→ Reading text:

▼▼▼

04 November 2012

Disney Daze: Week 39: Dinosaur

In 2012, this intrepid reporter plans to watch, in chronological order, all of Walt Disney Studios' 52 theatrically-released animated features, one per week.



It took an entire decade and half since the first glimpses of computer generated imagery in The Black Cauldron and five years after the release of Pixar's groundbreaking Toy Story before Disney finally took the plunge with their first completely non-hand-drawn animated feature. Dinosaur's original script was finished long before production began. Initially the film was to be created with stop-motion animation but once Steven Spielberg released Jurassic Park in 1993, the style was scrapped for digital wizardry.

▲▲▲

→ Dataset:
▼▼▼

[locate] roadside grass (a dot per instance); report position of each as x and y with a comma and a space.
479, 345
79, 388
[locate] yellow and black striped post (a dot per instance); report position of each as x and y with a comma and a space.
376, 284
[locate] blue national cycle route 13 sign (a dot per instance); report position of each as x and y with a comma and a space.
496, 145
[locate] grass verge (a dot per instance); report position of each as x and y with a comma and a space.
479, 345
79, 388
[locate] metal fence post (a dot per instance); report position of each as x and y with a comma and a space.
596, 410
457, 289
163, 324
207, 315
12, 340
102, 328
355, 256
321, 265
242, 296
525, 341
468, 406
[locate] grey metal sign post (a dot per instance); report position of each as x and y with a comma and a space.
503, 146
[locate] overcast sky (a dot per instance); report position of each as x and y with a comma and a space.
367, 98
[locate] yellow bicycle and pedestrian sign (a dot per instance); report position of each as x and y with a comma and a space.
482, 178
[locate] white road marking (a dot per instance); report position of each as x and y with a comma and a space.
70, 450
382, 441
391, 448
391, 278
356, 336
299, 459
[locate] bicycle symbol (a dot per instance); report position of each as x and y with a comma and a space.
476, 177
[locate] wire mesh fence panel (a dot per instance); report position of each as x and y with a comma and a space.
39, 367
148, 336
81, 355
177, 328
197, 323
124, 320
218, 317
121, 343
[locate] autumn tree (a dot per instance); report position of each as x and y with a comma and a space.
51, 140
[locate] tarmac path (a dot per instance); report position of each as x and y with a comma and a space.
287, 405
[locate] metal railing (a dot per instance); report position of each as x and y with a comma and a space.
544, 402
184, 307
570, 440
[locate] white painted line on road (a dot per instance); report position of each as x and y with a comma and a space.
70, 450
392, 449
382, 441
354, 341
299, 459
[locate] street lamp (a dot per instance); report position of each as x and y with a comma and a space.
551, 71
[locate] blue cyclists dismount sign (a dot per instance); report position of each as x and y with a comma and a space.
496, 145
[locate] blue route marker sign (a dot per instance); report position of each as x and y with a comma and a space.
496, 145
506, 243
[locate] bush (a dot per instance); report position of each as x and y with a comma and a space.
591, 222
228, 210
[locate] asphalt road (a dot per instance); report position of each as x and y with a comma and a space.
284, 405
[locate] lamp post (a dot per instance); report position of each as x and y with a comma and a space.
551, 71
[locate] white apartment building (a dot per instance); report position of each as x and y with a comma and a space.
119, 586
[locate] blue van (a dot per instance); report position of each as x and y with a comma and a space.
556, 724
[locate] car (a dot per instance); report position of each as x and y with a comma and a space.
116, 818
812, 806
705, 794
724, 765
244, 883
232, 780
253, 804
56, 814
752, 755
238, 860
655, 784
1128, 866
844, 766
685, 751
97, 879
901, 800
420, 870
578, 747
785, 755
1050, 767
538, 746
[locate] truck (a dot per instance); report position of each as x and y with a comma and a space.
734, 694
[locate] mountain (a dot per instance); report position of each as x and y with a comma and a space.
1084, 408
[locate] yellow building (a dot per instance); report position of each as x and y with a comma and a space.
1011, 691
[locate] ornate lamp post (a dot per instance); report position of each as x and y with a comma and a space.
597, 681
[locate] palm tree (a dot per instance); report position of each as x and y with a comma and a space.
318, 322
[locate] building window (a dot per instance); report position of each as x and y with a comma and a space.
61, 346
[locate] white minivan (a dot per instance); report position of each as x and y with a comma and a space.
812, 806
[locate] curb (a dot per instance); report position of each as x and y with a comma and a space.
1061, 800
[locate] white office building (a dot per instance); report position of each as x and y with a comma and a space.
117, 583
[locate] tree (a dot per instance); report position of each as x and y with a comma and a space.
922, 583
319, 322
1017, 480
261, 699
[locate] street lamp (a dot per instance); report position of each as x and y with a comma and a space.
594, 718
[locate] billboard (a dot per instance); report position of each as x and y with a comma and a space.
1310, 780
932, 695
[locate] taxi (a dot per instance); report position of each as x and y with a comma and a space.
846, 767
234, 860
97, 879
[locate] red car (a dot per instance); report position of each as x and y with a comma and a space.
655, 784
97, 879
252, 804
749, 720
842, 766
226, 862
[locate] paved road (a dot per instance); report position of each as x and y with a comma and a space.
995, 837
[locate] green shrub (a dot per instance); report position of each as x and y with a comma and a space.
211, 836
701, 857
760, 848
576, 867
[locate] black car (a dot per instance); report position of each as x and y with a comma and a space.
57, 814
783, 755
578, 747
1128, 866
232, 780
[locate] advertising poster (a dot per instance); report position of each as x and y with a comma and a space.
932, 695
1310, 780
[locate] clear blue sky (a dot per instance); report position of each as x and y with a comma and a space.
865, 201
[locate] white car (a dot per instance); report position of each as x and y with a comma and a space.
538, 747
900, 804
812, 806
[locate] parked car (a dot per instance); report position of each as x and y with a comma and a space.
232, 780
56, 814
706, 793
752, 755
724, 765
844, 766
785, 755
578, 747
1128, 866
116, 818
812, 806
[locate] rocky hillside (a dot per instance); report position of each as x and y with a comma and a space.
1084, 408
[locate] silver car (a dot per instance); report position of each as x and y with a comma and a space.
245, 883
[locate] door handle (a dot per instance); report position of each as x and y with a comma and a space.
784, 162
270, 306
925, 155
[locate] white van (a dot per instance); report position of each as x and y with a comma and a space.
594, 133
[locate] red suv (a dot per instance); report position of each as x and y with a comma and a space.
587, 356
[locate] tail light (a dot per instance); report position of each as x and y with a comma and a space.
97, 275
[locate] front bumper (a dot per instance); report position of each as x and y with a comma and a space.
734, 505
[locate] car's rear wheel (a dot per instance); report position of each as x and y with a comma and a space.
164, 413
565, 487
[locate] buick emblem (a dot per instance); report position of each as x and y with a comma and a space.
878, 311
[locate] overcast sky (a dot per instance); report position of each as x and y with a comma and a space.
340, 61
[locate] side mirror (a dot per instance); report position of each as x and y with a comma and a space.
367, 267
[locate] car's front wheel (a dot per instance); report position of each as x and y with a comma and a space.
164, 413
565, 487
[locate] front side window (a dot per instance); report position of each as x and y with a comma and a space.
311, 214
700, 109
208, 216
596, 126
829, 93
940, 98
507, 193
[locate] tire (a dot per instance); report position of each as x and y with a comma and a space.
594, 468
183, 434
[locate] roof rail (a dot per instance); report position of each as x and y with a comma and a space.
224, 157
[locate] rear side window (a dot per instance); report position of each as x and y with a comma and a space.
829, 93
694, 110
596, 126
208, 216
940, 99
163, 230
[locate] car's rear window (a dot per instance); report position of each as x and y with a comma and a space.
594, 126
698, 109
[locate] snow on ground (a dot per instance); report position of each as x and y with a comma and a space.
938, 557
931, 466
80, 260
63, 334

▲▲▲

→ Required actions:
(1) Write out everything from "In 2012, this" down to "one per week." in the Disney blog post, swapping "intrepid reporter" for "devoted viewer".
(2) Find each line in the rows that contains the string "grass" and copy those lines.
The rows have no connection to the Disney blog post.

→ Exercise solutions:
(1)
In 2012, this devoted viewer plans to watch, in chronological order, all of Walt Disney Studios' 52 theatrically-released animated features, one per week.

(2)
[locate] roadside grass (a dot per instance); report position of each as x and y with a comma and a space.
[locate] grass verge (a dot per instance); report position of each as x and y with a comma and a space.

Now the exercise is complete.